[TO DO] Gather every line below that contains the string "brown". Case counts.

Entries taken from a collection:

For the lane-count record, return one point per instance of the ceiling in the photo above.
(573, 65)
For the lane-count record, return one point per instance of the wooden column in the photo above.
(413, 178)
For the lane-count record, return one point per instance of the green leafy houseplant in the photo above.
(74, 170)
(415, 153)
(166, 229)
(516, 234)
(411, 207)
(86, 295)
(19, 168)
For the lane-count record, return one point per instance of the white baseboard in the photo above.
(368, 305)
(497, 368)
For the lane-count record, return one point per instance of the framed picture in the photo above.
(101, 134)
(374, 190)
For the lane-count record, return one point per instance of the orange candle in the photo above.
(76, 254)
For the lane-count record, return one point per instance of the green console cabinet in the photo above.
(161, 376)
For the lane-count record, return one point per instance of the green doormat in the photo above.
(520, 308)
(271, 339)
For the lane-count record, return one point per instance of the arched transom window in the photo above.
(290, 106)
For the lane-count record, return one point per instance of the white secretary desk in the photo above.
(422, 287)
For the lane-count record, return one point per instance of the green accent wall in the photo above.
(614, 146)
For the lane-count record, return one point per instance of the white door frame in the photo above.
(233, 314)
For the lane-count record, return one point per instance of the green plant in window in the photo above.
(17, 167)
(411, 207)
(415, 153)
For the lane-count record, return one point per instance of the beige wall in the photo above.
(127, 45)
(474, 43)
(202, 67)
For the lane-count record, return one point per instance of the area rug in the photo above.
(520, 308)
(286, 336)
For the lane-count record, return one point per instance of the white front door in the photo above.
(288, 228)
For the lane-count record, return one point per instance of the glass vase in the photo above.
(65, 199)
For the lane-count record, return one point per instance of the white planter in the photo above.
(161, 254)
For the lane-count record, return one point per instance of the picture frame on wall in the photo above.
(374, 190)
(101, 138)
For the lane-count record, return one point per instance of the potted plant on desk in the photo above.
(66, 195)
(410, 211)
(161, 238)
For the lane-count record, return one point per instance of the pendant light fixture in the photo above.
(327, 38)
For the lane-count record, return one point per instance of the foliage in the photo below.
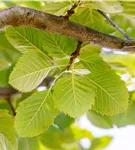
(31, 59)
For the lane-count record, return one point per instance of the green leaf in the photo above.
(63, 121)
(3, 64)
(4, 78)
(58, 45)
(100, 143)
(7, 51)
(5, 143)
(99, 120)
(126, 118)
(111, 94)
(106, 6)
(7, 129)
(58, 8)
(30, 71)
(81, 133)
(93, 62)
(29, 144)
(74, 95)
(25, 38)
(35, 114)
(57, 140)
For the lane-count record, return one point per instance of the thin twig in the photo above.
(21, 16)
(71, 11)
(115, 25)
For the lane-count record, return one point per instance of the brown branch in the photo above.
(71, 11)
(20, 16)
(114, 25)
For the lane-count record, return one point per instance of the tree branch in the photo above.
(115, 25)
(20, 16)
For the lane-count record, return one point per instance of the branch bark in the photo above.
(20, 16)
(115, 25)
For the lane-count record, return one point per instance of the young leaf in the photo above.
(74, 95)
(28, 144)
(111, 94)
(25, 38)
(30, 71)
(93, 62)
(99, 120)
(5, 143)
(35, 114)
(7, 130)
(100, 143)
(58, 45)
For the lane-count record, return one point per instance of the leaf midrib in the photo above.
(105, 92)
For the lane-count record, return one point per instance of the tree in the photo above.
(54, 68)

---

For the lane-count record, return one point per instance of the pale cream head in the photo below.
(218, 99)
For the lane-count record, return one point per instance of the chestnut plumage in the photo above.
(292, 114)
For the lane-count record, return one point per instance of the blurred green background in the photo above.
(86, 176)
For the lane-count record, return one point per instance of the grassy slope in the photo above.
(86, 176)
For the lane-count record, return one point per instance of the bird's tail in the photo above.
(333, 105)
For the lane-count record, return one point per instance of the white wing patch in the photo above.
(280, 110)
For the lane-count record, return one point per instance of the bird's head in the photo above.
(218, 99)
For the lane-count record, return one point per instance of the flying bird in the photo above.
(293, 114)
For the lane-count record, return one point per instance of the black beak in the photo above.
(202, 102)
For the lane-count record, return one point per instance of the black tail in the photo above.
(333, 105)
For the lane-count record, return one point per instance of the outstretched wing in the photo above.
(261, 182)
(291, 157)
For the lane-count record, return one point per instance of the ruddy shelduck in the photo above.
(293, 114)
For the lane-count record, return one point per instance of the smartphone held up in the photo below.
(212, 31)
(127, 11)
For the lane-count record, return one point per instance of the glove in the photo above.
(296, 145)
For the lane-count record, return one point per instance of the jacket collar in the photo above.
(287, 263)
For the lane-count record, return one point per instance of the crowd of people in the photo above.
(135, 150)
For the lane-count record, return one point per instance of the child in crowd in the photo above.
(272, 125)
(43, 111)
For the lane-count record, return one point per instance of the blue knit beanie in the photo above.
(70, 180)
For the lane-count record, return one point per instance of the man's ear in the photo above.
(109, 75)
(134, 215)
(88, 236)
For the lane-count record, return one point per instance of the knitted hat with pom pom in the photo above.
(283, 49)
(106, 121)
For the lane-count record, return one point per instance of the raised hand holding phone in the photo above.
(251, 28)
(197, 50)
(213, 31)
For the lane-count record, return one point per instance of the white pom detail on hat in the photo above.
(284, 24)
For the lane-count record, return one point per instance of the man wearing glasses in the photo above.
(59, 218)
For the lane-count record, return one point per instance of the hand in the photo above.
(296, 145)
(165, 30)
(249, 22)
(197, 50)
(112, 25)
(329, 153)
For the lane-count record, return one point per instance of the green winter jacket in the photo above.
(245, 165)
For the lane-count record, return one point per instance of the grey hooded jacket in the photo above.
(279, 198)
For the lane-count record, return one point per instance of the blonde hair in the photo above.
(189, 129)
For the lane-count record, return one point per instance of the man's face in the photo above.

---

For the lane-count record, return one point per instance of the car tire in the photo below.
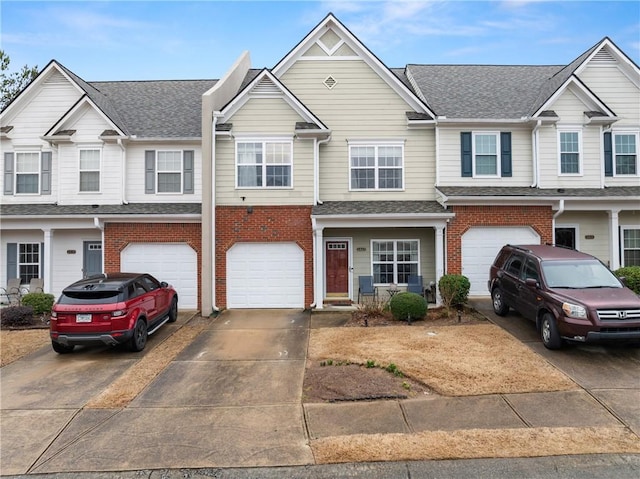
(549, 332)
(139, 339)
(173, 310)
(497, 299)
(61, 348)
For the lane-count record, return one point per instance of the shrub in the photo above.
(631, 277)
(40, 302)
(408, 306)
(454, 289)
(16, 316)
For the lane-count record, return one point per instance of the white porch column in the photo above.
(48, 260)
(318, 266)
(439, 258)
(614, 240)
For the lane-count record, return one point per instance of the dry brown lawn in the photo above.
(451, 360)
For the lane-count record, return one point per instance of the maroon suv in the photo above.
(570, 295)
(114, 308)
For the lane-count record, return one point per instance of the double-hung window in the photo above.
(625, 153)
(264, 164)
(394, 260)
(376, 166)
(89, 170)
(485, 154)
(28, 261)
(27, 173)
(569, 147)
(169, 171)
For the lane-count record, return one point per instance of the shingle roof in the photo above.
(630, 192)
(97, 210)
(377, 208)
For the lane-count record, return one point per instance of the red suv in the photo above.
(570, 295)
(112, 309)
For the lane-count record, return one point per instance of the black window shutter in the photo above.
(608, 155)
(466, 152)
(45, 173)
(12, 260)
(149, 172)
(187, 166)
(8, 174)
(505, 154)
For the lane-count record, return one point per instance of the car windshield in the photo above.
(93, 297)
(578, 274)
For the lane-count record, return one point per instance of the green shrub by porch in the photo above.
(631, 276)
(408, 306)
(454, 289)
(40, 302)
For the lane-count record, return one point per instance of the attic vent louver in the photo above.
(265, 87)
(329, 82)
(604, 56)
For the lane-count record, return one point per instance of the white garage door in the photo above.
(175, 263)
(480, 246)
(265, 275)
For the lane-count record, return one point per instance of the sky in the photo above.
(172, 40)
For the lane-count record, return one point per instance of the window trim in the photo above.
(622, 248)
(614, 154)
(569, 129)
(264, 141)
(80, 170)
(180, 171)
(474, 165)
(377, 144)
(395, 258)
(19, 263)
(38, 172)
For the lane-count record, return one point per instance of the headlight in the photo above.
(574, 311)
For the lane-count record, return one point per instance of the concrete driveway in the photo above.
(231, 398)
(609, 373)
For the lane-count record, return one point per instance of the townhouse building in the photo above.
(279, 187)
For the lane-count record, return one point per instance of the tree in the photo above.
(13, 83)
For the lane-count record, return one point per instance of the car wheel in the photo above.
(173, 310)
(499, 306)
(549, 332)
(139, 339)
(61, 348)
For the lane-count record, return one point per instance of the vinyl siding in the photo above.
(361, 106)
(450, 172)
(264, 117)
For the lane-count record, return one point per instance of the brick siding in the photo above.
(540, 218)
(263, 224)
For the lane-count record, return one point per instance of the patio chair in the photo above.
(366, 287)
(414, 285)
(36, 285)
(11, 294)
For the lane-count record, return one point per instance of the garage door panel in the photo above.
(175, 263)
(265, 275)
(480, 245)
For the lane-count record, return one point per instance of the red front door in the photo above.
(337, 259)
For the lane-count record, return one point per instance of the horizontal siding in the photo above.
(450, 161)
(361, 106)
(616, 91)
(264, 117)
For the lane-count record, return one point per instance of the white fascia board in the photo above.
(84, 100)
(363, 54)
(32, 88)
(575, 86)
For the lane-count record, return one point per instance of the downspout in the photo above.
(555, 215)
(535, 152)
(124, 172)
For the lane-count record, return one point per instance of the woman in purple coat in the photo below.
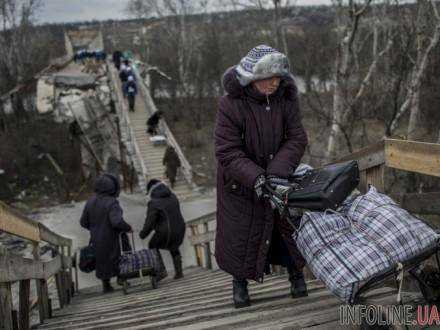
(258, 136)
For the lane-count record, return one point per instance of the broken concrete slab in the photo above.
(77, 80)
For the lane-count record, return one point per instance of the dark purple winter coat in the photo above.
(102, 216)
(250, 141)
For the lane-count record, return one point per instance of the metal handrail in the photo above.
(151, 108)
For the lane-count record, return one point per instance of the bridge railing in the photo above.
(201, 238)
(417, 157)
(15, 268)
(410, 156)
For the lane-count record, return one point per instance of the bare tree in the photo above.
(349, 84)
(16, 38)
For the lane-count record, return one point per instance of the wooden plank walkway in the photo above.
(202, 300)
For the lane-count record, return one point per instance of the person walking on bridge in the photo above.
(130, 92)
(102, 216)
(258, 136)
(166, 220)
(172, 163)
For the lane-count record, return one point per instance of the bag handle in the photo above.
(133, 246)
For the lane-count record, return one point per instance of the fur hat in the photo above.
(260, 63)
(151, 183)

[ANSWER FOR THE TASK]
For the lane-count record, return one point per instance of the brown branch in the photo above.
For the lane-count record, return one point per instance of the dry brown lawn in the photo above.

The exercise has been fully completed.